----- Dokumen
Maka, “jangan memaksa Tuhan” bukanlah ajakan untuk pasrah secara pasif, melainkan undangan untuk hidup dengan kesadaran yang lebih dalam. Ia mengingatkan bahwa hidup adalah dialog antara kebebasan dan misteri, antara usaha dan penyerahan. Manusia bebas untuk memilih, berpikir, dan mencipta, tetapi ia juga harus tahu kapan harus berhenti dan membiarkan sesuatu berjalan apa adanya. Dalam batas itu, manusia menemukan kebijaksanaan, yaitu sebuah bentuk pengetahuan yang tidak lagi mencari kepastian, tetapi menerima ketidakpastian sebagai bagian dari keberadaan itu sendiri.
----------
----- Bahan yang Disediakan
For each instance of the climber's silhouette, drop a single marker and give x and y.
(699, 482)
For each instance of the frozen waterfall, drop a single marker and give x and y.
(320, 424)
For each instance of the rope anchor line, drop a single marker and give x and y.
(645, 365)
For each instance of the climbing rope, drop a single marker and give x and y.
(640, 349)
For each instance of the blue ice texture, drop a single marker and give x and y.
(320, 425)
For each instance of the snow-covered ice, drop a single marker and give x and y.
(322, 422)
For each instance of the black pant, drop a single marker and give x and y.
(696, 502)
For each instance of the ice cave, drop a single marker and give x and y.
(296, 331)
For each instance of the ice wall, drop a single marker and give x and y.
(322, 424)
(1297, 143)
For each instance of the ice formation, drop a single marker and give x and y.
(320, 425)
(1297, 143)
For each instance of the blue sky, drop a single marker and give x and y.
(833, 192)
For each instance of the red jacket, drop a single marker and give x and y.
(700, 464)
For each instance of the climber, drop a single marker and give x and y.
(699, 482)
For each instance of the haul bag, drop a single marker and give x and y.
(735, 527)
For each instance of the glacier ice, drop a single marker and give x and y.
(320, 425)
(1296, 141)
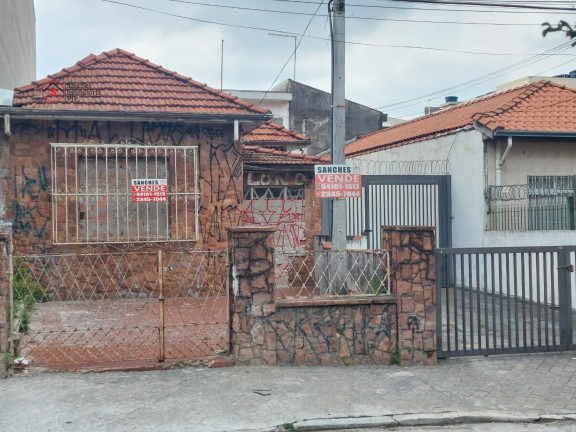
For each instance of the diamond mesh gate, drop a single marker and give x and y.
----------
----- Bahan yang Disediakan
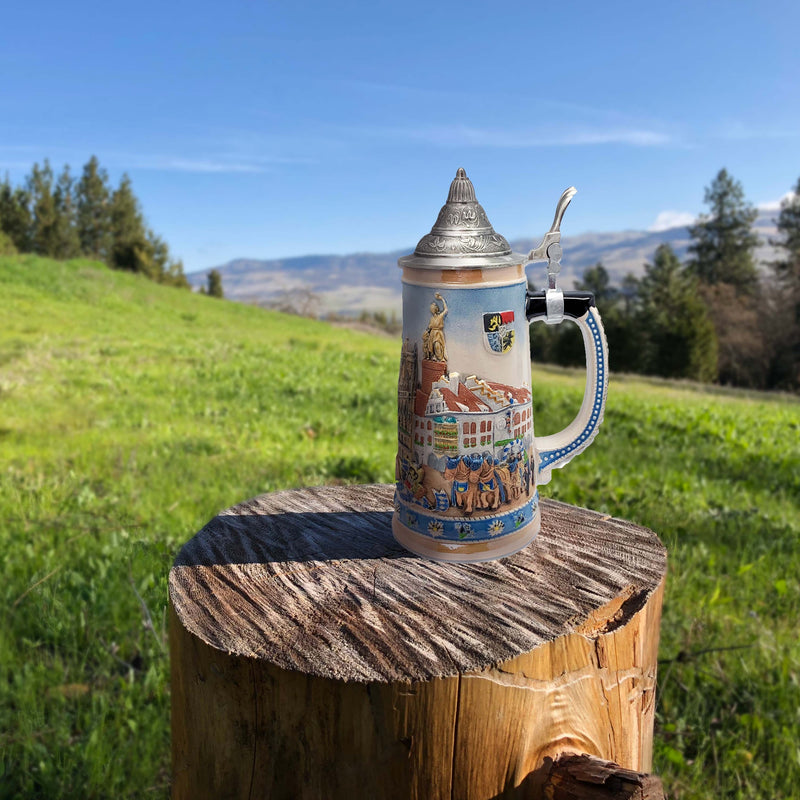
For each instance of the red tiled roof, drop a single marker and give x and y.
----------
----- Bahan yang Disediakan
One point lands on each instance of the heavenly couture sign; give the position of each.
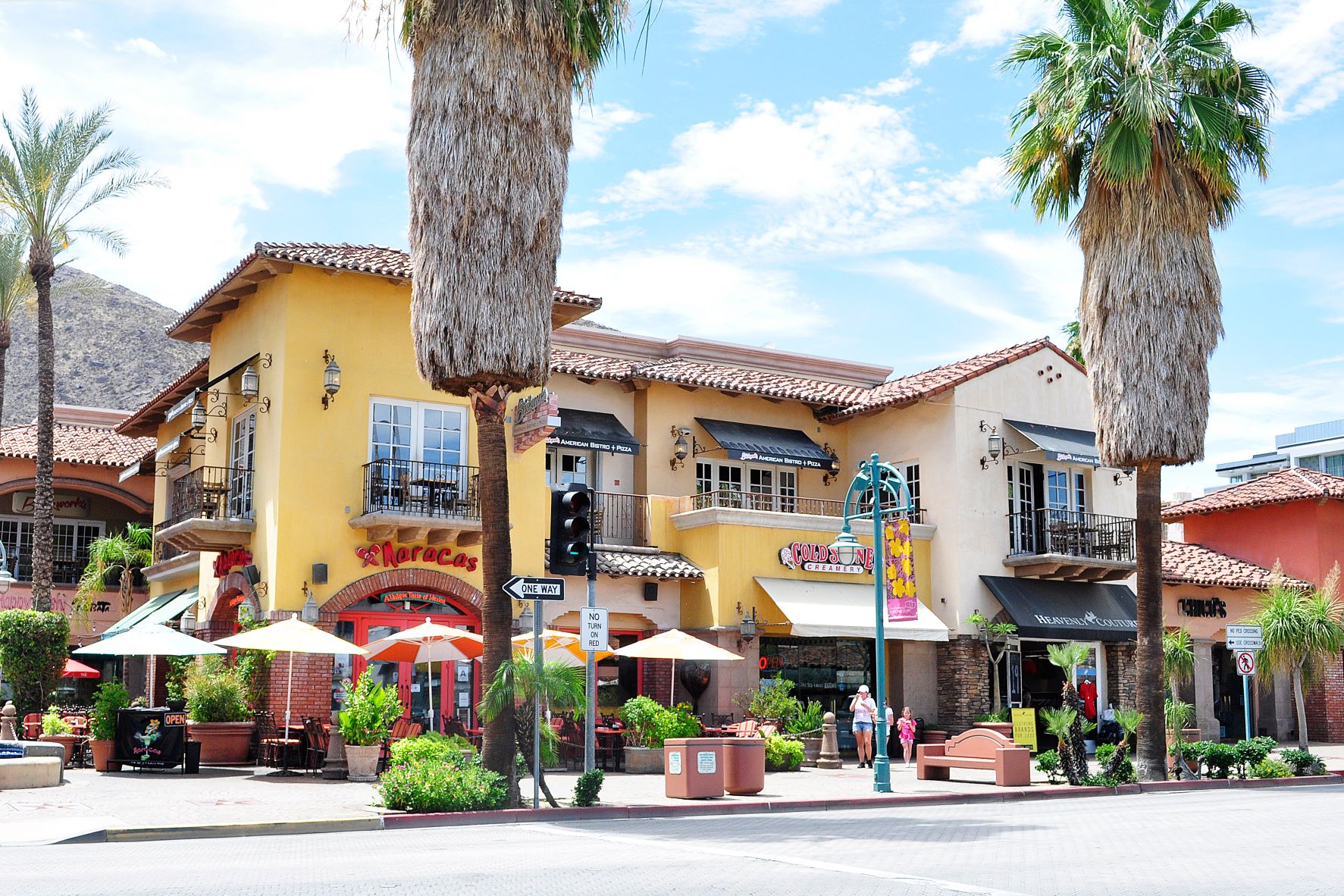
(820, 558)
----------
Daftar Tugas —
• A. Kembalikan baris-baris entri tanpa perubahan, mulai dari baris yang memuat "For each instance of the snow-covered" sampai baris yang memuat "(1296, 141)", termasuk kedua baris itu.
• B. Lanjutkan tulisan tentang ajakan untuk tidak memaksa Tuhan, mulai setelah kalimat terakhirnya.
Teks dan entri di atas merupakan dua bahan yang terpisah.

Jawaban Tugas —
• A.
For each instance of the snow-covered ice, drop a single marker and give x and y.
(322, 422)
For each instance of the black pant, drop a single marker and give x and y.
(696, 502)
For each instance of the ice cave, drop a single marker and give x and y.
(296, 331)
For each instance of the ice wall, drop a single marker and give x and y.
(322, 424)
(1297, 143)
For each instance of the ice formation, drop a single marker and give x and y.
(320, 425)
(1297, 143)
For each instance of the blue sky, drop a single marker and give x and y.
(833, 192)
For each instance of the red jacket, drop a single marker and give x and y.
(700, 464)
For each instance of the climber, drop a single marker and give x and y.
(699, 482)
For each instance of the haul bag, drop a single marker and give x and y.
(735, 527)
For each instance of the glacier ice, drop a single marker and give x and y.
(320, 425)
(1296, 141)

• B.
Akhirnya, yang dimaksud dengan tidak memaksa Tuhan adalah menerima bahwa hidup bukan proyek yang harus selesai, melainkan perjalanan yang terus berlangsung. Manusia tidak perlu memahami segalanya untuk dapat hidup dengan penuh. Ia hanya perlu menyadari bahwa sebagian dari makna kehidupan justru tersembunyi di balik apa yang tidak dapat dipaksa, di balik rahasia yang hanya bisa diterima dengan hening. Di situlah, manusia berhenti menjadi penguasa dan mulai menjadi penjelajah dari misteri yang tak bertepi. Salam Waras (SJ)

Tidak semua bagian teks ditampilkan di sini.